** Your task **
Count the lines in the entries below that contain the word "paddock" and reply with that number alone.

++++

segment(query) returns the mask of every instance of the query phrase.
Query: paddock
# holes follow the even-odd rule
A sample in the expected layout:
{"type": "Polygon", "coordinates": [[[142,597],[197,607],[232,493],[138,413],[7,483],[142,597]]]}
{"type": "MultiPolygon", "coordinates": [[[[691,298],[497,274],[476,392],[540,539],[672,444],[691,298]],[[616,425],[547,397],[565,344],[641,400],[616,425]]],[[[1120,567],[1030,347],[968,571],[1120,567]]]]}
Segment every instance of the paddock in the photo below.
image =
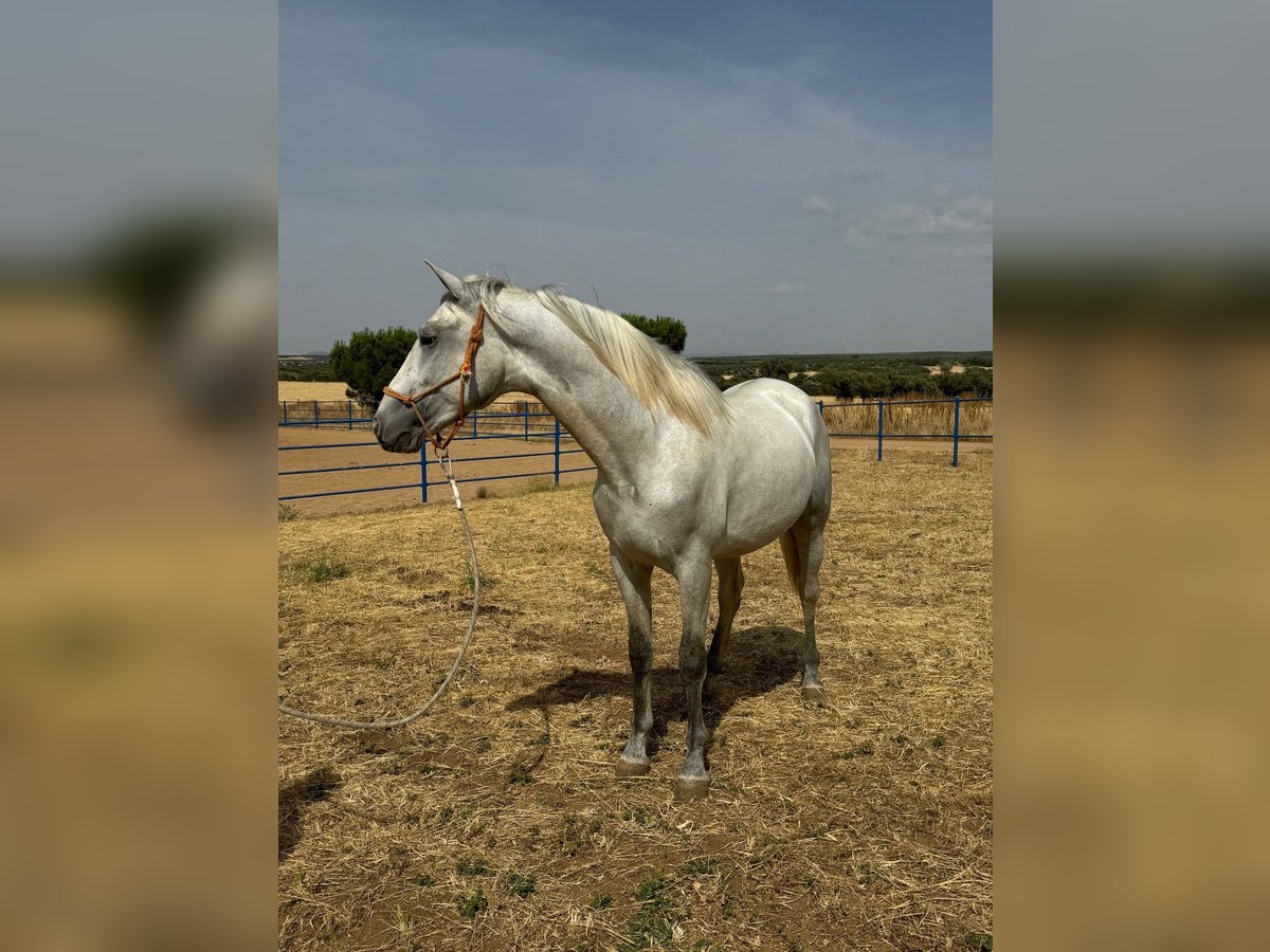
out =
{"type": "MultiPolygon", "coordinates": [[[[672,796],[673,579],[654,579],[653,772],[618,781],[626,617],[589,487],[469,491],[481,618],[433,715],[391,734],[279,724],[279,947],[979,948],[992,451],[954,468],[836,447],[833,468],[829,707],[800,702],[801,614],[768,546],[744,560],[725,670],[707,683],[714,786],[692,803],[672,796]]],[[[288,702],[362,718],[418,707],[471,604],[452,506],[311,508],[278,528],[288,702]]]]}

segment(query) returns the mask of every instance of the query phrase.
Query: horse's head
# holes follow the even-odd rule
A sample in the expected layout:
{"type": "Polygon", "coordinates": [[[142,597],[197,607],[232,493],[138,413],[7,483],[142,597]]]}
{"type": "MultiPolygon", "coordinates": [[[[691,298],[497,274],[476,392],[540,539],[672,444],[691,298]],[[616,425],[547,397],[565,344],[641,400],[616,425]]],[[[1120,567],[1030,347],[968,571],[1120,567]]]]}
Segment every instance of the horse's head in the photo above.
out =
{"type": "Polygon", "coordinates": [[[419,327],[414,347],[387,388],[414,397],[447,378],[452,380],[417,400],[418,415],[409,404],[399,399],[385,395],[380,401],[371,429],[380,446],[395,453],[413,453],[423,446],[425,434],[419,425],[419,416],[432,433],[439,435],[458,419],[460,413],[471,413],[497,396],[503,378],[502,344],[489,334],[490,325],[486,322],[485,340],[471,360],[471,377],[466,381],[460,407],[457,374],[467,353],[480,302],[474,286],[437,268],[432,261],[427,264],[441,278],[446,294],[441,298],[441,306],[419,327]]]}

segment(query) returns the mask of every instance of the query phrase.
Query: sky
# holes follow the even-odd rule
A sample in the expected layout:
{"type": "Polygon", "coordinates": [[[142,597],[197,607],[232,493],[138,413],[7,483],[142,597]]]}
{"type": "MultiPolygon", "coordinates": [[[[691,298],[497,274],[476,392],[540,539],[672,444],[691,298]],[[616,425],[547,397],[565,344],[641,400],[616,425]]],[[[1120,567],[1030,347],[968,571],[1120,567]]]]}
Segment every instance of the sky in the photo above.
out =
{"type": "Polygon", "coordinates": [[[458,274],[687,354],[992,347],[992,6],[279,6],[281,353],[458,274]]]}

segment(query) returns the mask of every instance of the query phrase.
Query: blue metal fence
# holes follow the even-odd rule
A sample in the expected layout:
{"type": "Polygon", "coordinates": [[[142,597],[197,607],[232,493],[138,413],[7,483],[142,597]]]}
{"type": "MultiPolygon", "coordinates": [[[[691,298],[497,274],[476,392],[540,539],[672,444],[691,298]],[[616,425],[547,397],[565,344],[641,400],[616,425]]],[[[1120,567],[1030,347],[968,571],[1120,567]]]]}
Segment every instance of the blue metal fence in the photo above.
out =
{"type": "MultiPolygon", "coordinates": [[[[352,401],[349,401],[352,405],[352,401]]],[[[333,419],[326,416],[325,419],[320,414],[320,407],[314,406],[314,418],[309,419],[295,419],[292,414],[288,414],[287,405],[281,404],[278,426],[337,426],[353,429],[354,425],[368,426],[371,423],[370,416],[353,416],[352,410],[349,415],[343,419],[333,419]]],[[[594,470],[594,466],[566,466],[570,461],[564,457],[572,456],[574,453],[585,453],[584,449],[563,449],[560,447],[560,421],[555,419],[549,413],[530,413],[526,405],[523,410],[513,413],[490,413],[480,411],[474,413],[467,421],[464,424],[461,433],[456,434],[455,442],[469,442],[480,439],[523,439],[528,442],[535,437],[550,437],[551,449],[545,449],[541,452],[532,453],[499,453],[495,456],[472,456],[465,457],[461,462],[465,463],[478,463],[489,462],[491,459],[541,459],[545,457],[551,457],[551,468],[541,470],[537,472],[517,472],[508,473],[504,476],[470,476],[461,480],[455,480],[456,482],[493,482],[495,480],[519,480],[532,476],[551,476],[555,485],[560,485],[560,476],[570,472],[585,472],[587,470],[594,470]],[[546,423],[531,423],[540,419],[545,419],[546,423]]],[[[306,443],[302,446],[293,447],[278,447],[279,453],[298,453],[314,449],[347,449],[352,447],[377,447],[378,442],[366,440],[359,443],[306,443]]],[[[419,476],[417,480],[404,484],[392,484],[389,486],[366,486],[359,489],[335,489],[325,490],[323,493],[290,493],[278,496],[279,503],[286,503],[293,499],[316,499],[320,496],[345,496],[362,493],[389,493],[392,490],[403,489],[418,489],[419,498],[422,501],[428,501],[428,490],[433,486],[446,486],[448,480],[429,479],[428,472],[428,443],[424,443],[419,448],[419,458],[411,459],[409,462],[400,463],[358,463],[351,466],[319,466],[300,470],[278,470],[278,479],[287,476],[307,476],[323,472],[357,472],[361,470],[394,470],[394,468],[414,468],[418,467],[419,476]]],[[[436,466],[436,463],[433,463],[436,466]]],[[[436,470],[434,470],[436,472],[436,470]]],[[[437,472],[439,475],[439,472],[437,472]]]]}
{"type": "MultiPolygon", "coordinates": [[[[952,466],[958,465],[959,458],[959,444],[968,440],[991,440],[992,434],[965,434],[961,432],[961,404],[970,402],[991,402],[992,397],[952,397],[949,400],[878,400],[876,413],[878,413],[878,429],[876,434],[869,430],[855,430],[855,432],[833,432],[829,430],[831,437],[864,437],[875,438],[878,440],[878,459],[883,456],[883,440],[890,439],[950,439],[952,442],[952,466]],[[919,406],[930,404],[951,404],[952,405],[952,432],[951,433],[886,433],[885,430],[885,410],[892,406],[919,406]]],[[[288,401],[295,404],[296,401],[288,401]]],[[[323,416],[321,405],[319,401],[311,401],[312,406],[305,406],[305,410],[311,409],[312,416],[305,416],[296,419],[293,410],[288,410],[288,402],[281,402],[279,406],[279,428],[290,426],[337,426],[354,429],[356,426],[370,426],[370,416],[357,416],[354,415],[354,402],[348,401],[347,413],[344,414],[326,414],[323,416]]],[[[304,401],[309,404],[310,401],[304,401]]],[[[330,405],[330,404],[328,404],[330,405]]],[[[847,404],[847,402],[826,402],[818,400],[817,405],[820,410],[820,416],[824,416],[827,409],[833,407],[852,407],[856,410],[864,410],[870,407],[870,404],[847,404]]],[[[339,409],[339,407],[337,407],[339,409]]],[[[493,482],[495,480],[518,480],[527,479],[532,476],[551,476],[555,485],[560,485],[560,476],[569,472],[585,472],[588,470],[594,470],[594,466],[563,466],[564,457],[575,453],[585,453],[584,449],[561,449],[560,421],[555,419],[554,415],[549,413],[531,413],[528,404],[525,404],[522,409],[513,411],[489,411],[483,410],[474,413],[467,423],[464,424],[462,432],[455,437],[456,440],[480,440],[480,439],[523,439],[526,443],[532,438],[542,438],[551,440],[551,449],[544,449],[540,452],[531,453],[499,453],[495,456],[475,456],[466,457],[461,462],[488,462],[493,459],[545,459],[551,457],[551,468],[541,470],[537,472],[517,472],[504,476],[471,476],[457,482],[493,482]]],[[[298,453],[305,451],[316,449],[347,449],[353,447],[377,447],[378,443],[373,439],[358,443],[306,443],[304,446],[293,447],[278,447],[279,453],[298,453]]],[[[287,476],[309,476],[315,473],[329,473],[329,472],[356,472],[361,470],[395,470],[395,468],[414,468],[418,467],[418,479],[413,479],[410,482],[394,484],[390,486],[366,486],[359,489],[337,489],[326,490],[323,493],[292,493],[286,495],[279,495],[278,501],[286,503],[295,499],[316,499],[320,496],[344,496],[356,495],[362,493],[389,493],[394,490],[405,489],[418,489],[419,498],[422,501],[428,501],[428,490],[433,486],[444,486],[447,480],[437,479],[431,480],[428,472],[428,444],[424,443],[419,449],[419,458],[411,459],[409,462],[394,462],[394,463],[359,463],[351,466],[320,466],[310,468],[297,468],[297,470],[279,470],[278,477],[283,479],[287,476]]],[[[436,463],[433,463],[436,466],[436,463]]]]}
{"type": "MultiPolygon", "coordinates": [[[[992,397],[949,397],[944,400],[878,400],[875,405],[878,407],[878,459],[881,461],[881,447],[883,440],[890,437],[892,439],[949,439],[952,440],[952,465],[956,466],[959,462],[959,449],[960,444],[968,439],[972,440],[991,440],[991,433],[974,433],[966,434],[961,433],[961,405],[963,404],[991,404],[992,397]],[[930,406],[933,404],[951,404],[952,405],[952,432],[951,433],[886,433],[885,419],[886,407],[889,406],[930,406]]],[[[827,409],[845,406],[856,410],[861,410],[869,404],[847,404],[847,402],[833,402],[827,404],[823,400],[817,400],[817,406],[820,409],[820,419],[824,419],[824,411],[827,409]]],[[[871,433],[862,430],[856,432],[838,432],[834,433],[829,430],[831,437],[872,437],[871,433]]]]}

++++

** The result **
2